Yeah, exactly. Amazing discussion. I’m really enjoying this. So going back to your remote work now. I know from the bio that you sent me, that you spend a lot of time in a SQL editor. So specifically you wrote to me that outside of the SQL editor, you enjoy reading all kinds of fiction, biking around Boston and cooking. And that really cool caught me that you said that you spend a lot of time in a SQL editor. I was thinking to myself, “I wonder how many CEOs spend a lot of their day in a SQL editor?” So tell us about why you end up using it so much and how it’s useful to you as a CEO of a data company?

• • • • • • •

> [Work item A]
In the interview excerpt, rewrite the stretch from "Yeah, exactly. Amazing" through "a data company?", substituting "Chicago" for "Boston".
> [Work item B]
Resume the interview excerpt from its final sentence and carry it forward.

> [Input data]
• • • • • • •

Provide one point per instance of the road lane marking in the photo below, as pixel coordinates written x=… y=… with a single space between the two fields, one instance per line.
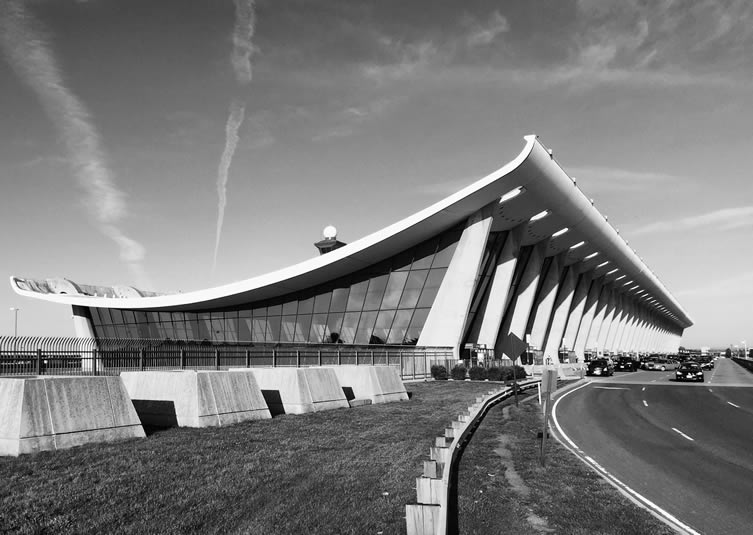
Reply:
x=631 y=494
x=683 y=434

• • • • • • •

> [Exercise answer A]
Yeah, exactly. Amazing discussion. I’m really enjoying this. So going back to your remote work now. I know from the bio that you sent me, that you spend a lot of time in a SQL editor. So specifically you wrote to me that outside of the SQL editor, you enjoy reading all kinds of fiction, biking around Chicago and cooking. And that really cool caught me that you said that you spend a lot of time in a SQL editor. I was thinking to myself, “I wonder how many CEOs spend a lot of their day in a SQL editor?” So tell us about why you end up using it so much and how it’s useful to you as a CEO of a data company?

> [Exercise answer B]
Kevin Hu: 00:51:24

SQL in addition to English is probably the most useful language that a data practitioner could acquire. I know that in the last decade there have been many attempts to kill SQL, but SQL is still standing and it is still king. We use it all the time to sync our customers’ databases and to query metadata from those databases. But we also use it on our own data. So I find myself with either TablePlus or DataGrip open all of the time. And honestly, a lot of the questions we have around sales or product analytics, I find it’s much easier just to have a SQL editor open and being able to express the question in SQL. There are no code tools, but if you know SQL, it pays off dividends.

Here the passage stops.